REQUIRED TASK — In the court opinion excerpt on Utah sentencing law, what considerations are listed as part of the defendant's capacity for rehabilitation?
>> begin DOCUMENT
If, when imposing a sentence under Subsection (3)(a) or (b), a court finds that a lesser term than the term described in Subsection (3)(a) or (b) is in the interests of justice and states the reasons for this finding on the record, the court may impose a [lesser] term of imprisonment . . . .

UTAH CODE § 76-5-302(4) (2014).

¶108 Reading subsections 302(3) and (4) together, the LeBeau court held that the district court was required to conduct “the interests-of-justice analysis laid out in subsection (4).”[14] Lebeau, 2014 UT 39, ¶ 21. And the LeBeau court defined the phrase “interests of justice” by looking to Eighth Amendment jurisprudence, see id. ¶¶ 38–41, and another provision of the criminal code setting forth “general goals of Utah’s criminal code.” Id. ¶ 34 (quoting UTAH CODE § 76-1-104 (2014)). These sources led the court to conclude that an “interests-of-justice analysis” required the sentencing court to consider a checklist of particulars: (1) proportionality, including “the gravity of the offense and the harshness of the penalty,” and “the sentence being imposed [compared to] sentences imposed for other crimes in Utah” and (2) the defendant’s capacity for rehabilitation, including deference to the role of the Board of Pardons and Parole, the defendant’s age at the time of the crime, the extent that alcohol or drug addiction caused the offense, the presence of violence in the defendant’s criminal history, relevant Sentencing Commission guidelines, and “all relevant factors” to the defendant’s rehabilitative potential. Id. ¶¶ 42–55.

¶109 But I find it unnecessary to go beyond the language of the statute to determine its meaning. Subsection 302(4) is straightforward. It directs that if the sentencing court finds it is “in the interests of justice” to sentence a defendant to a “lesser term” rather than the presumptive term, the court may do so if it states the reasons for this finding on the record.

¶110 Two things seem clear from the plain language of this statute. First, it applies only if “a court finds that a lesser term” is in the interests of justice. Where, as here and in LeBeau, a judge sentences a defendant to the presumptive term, subsection 302(4) should not come into play.

¶111 And second, this provision is permissive, not mandatory, and it does not require judges to consider a list of particulars. It states that judges “may” sentence below the presumptive sentencing tier if they determine it is in the “interests of justice.” The sole intent is to give judges discretion to impose a lesser term of imprisonment rather than making the presumptive tier mandatory.
>> end DOCUMENT
>> begin SUPPLIED RECORDS
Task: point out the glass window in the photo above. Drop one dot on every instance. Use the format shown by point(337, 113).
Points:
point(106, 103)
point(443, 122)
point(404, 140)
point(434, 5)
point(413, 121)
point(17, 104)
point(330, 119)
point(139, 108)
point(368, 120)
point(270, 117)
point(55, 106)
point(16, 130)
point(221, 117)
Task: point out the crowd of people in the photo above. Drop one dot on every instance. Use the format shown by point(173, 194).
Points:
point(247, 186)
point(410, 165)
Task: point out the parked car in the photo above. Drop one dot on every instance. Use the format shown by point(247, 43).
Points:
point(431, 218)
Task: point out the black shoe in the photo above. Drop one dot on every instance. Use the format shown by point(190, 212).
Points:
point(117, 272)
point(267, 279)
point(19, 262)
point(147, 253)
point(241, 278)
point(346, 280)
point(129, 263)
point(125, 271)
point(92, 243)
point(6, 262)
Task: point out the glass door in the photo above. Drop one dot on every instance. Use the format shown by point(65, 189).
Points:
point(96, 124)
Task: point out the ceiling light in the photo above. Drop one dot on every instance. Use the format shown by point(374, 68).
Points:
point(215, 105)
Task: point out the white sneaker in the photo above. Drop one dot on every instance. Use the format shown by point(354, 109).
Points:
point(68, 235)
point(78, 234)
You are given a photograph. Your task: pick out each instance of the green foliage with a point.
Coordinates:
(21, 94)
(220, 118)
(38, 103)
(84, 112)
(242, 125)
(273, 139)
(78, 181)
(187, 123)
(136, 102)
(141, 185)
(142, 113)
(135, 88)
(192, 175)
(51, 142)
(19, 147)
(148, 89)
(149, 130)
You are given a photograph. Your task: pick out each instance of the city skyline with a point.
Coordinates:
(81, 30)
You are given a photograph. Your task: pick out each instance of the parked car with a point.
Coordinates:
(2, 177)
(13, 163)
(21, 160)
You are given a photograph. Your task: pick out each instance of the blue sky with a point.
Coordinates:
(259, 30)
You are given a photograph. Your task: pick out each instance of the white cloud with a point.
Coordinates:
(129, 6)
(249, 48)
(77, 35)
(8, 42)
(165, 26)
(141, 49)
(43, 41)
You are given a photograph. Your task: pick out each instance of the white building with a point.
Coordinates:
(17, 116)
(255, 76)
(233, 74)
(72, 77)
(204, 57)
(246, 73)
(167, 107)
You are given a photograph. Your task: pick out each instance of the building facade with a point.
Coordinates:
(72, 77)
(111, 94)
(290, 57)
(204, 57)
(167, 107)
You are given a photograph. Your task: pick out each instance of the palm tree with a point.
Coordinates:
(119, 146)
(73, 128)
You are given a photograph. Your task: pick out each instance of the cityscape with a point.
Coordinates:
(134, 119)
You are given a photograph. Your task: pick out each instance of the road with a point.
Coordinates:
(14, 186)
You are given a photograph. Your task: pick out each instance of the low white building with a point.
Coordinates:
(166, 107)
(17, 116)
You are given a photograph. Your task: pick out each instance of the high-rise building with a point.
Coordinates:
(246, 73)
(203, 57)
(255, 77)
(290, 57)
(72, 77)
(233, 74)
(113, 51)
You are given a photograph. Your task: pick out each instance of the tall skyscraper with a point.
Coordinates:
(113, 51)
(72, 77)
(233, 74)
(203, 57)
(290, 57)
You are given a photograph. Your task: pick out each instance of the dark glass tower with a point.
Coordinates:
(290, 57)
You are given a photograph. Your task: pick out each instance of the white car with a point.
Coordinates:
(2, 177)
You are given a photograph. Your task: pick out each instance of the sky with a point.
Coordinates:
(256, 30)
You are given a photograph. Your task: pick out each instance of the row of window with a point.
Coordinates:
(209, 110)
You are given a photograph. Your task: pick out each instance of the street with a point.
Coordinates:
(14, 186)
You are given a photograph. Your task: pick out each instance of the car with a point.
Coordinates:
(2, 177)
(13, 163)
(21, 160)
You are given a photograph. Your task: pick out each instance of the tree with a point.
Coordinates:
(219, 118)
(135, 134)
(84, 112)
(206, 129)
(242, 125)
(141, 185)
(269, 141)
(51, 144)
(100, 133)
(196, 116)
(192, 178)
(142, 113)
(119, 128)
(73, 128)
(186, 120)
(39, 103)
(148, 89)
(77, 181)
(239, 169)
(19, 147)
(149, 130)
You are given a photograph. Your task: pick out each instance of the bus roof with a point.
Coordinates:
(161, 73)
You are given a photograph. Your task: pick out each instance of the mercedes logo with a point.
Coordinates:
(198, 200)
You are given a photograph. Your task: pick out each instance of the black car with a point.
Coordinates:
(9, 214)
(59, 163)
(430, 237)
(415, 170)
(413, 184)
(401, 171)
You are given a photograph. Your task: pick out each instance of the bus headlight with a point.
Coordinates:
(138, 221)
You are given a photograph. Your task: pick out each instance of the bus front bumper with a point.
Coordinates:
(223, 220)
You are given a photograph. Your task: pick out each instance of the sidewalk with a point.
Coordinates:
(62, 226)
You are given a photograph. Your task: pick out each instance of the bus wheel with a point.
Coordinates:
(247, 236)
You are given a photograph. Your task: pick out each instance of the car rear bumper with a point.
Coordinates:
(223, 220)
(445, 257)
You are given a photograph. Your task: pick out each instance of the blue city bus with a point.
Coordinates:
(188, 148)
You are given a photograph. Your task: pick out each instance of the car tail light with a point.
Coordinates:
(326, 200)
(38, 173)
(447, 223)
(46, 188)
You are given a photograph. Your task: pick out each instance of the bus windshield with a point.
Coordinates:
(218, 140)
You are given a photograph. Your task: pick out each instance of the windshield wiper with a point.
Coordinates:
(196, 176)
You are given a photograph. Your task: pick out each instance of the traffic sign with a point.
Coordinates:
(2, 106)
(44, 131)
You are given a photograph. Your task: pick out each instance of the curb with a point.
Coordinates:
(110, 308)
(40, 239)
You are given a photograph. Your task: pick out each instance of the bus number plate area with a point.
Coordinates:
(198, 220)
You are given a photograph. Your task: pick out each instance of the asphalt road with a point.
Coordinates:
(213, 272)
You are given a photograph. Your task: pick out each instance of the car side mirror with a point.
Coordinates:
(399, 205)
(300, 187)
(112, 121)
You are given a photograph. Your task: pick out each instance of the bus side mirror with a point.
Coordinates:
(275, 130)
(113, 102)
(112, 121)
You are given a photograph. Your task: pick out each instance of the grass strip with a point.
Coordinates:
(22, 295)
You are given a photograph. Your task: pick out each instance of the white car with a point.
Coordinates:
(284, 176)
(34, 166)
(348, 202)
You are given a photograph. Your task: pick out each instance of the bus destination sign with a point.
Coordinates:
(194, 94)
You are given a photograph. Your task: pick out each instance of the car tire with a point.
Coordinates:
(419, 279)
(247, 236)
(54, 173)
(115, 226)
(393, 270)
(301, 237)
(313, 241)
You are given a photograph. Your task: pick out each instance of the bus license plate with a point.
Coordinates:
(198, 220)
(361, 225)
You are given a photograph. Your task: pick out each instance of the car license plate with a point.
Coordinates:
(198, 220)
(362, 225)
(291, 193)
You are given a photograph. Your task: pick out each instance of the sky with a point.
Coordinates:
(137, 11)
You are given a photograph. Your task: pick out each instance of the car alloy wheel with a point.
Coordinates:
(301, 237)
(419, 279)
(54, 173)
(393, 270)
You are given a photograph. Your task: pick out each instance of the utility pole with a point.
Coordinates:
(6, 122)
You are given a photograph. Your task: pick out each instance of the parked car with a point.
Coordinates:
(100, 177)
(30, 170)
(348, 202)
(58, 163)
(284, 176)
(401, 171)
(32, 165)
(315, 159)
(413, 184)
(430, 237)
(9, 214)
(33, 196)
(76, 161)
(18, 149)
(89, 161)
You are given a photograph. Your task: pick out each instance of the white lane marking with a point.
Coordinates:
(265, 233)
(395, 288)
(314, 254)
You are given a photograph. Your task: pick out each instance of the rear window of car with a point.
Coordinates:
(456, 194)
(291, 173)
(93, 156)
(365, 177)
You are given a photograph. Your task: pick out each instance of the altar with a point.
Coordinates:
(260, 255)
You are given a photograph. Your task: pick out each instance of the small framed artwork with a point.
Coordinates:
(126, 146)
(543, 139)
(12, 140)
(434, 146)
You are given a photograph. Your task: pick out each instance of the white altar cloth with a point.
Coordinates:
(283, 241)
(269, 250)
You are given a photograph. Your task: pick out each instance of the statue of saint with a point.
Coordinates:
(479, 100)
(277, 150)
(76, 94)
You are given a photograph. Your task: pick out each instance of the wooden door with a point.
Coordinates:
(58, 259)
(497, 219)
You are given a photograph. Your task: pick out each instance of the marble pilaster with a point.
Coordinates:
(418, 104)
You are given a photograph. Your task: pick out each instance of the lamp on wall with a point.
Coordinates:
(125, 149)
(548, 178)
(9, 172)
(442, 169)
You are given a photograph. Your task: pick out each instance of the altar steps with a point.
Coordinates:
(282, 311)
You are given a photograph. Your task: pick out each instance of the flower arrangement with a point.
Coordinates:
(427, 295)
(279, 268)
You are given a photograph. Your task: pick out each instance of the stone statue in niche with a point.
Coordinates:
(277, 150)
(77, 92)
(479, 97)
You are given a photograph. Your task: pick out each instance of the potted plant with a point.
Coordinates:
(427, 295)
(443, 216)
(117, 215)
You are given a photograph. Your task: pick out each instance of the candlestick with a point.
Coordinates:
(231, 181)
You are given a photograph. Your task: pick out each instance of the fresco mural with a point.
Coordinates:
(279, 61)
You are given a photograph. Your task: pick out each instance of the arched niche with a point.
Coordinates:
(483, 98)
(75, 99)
>> end SUPPLIED RECORDS
TASK SOLUTION —
- Deference to the role of the Board of Pardons and Parole
- The defendant's age at the time of the crime
- The extent that alcohol or drug addiction caused the offense
- The presence of violence in the defendant's criminal history
- Relevant Sentencing Commission guidelines
- "All relevant factors" to the defendant's rehabilitative potential